▶ _DIRECTION A_: Name every person other than Rogers who is mentioned in the biographical passage below.

John Francis William Rogers (born April 15, 1956) is an American businessman, serving as Executive Vice President, Chief of Staff and Secretary to the Board of Goldman Sachs.

Early life
Rogers was born in Seneca Falls, New York on April 15, 1956 where his father owned a wholesale frozen foods business and his mother was a dental hygienist.  He is a graduate of the George Washington University.

Career
Rogers has held numerous posts in U.S. government including research assistant for President Gerald Ford's director of communications David Gergen, assistant to President Ronald Reagan (at twenty-seven, the youngest person to receive that responsibility), and when Reagan's chief of staff James Baker became Secretary of the Treasury, he took Rogers with him to the Treasury where Rogers was the Assistant Secretary of the Treasury from 1985 to 1987.  From 1991 to 1993, during George H. W. Bush's administration, he served as Under Secretary of State for Management.

(Items from a data source)
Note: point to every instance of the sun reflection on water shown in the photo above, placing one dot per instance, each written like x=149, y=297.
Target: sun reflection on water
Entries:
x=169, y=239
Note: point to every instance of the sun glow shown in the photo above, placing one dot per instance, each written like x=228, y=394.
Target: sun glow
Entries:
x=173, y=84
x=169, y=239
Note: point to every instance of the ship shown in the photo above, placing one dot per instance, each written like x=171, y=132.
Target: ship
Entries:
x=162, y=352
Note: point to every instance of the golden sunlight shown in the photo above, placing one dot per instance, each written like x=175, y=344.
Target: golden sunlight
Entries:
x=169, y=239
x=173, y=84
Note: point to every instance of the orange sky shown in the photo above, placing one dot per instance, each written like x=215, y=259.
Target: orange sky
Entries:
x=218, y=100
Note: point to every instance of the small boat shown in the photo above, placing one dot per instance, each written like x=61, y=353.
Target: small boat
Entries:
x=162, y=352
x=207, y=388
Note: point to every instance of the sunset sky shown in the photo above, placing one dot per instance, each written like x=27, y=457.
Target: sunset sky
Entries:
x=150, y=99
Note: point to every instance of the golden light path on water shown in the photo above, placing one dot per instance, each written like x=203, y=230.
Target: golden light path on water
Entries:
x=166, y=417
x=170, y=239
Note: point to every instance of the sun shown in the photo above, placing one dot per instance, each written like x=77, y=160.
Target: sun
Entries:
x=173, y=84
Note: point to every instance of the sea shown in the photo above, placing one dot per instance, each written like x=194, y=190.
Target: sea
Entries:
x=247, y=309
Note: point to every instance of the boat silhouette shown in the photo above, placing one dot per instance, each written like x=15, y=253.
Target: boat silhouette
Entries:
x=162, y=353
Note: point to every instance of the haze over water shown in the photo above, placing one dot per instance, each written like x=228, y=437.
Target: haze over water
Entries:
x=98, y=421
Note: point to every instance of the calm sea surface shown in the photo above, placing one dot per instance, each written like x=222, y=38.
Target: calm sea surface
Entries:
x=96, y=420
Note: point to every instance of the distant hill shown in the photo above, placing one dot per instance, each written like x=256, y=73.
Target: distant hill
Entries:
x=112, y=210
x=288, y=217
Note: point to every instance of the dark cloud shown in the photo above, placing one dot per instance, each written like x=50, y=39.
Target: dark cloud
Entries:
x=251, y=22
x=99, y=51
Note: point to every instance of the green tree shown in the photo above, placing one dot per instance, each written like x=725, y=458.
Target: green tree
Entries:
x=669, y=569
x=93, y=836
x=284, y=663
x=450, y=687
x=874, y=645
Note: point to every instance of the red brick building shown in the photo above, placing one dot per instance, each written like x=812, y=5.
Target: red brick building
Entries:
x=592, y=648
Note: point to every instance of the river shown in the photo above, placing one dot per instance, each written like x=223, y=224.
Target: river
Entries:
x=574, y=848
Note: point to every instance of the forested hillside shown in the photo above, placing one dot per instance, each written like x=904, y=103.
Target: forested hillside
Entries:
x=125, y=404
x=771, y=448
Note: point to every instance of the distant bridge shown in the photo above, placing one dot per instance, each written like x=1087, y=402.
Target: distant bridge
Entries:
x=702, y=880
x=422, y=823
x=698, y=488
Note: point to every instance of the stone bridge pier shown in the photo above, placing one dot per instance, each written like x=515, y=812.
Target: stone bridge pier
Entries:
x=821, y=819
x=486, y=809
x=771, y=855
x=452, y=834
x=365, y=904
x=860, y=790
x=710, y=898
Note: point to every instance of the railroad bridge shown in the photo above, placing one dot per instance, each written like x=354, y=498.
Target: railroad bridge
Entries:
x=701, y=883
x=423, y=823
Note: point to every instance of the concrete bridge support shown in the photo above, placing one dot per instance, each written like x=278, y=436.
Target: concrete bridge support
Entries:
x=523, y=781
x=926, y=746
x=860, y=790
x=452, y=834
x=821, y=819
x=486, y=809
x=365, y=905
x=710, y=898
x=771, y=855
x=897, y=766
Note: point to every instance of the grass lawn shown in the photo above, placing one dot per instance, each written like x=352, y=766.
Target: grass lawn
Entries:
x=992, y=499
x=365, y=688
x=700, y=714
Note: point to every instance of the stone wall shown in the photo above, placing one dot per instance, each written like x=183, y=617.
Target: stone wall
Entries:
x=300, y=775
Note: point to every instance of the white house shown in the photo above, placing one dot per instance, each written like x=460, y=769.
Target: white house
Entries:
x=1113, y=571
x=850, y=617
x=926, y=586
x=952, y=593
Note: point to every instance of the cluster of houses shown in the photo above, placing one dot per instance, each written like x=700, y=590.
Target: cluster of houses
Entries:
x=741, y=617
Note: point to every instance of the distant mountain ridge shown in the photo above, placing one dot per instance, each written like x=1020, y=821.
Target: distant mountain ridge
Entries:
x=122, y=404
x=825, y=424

▶ _DIRECTION B_: Lay out the lines of the rows, starting at the line that contains "Note: point to every instance of the calm" and ending at the line that contains "x=288, y=217", as a Markdown table with columns No. and Entry. Number each line and leave out blank lines.

▶ _EXPECTED ANSWER A_: Gerald Ford, David Gergen, Ronald Reagan, James Baker, George H. W. Bush

▶ _EXPECTED ANSWER B_:
| No. | Entry |
|---|---|
| 1 | Note: point to every instance of the calm sea surface shown in the photo above, placing one dot per instance, each written like x=222, y=38. |
| 2 | Target: calm sea surface |
| 3 | Entries: |
| 4 | x=96, y=420 |
| 5 | Note: point to every instance of the distant hill shown in the photo above, placing one dot per instance, each written like x=256, y=73. |
| 6 | Target: distant hill |
| 7 | Entries: |
| 8 | x=112, y=210 |
| 9 | x=288, y=217 |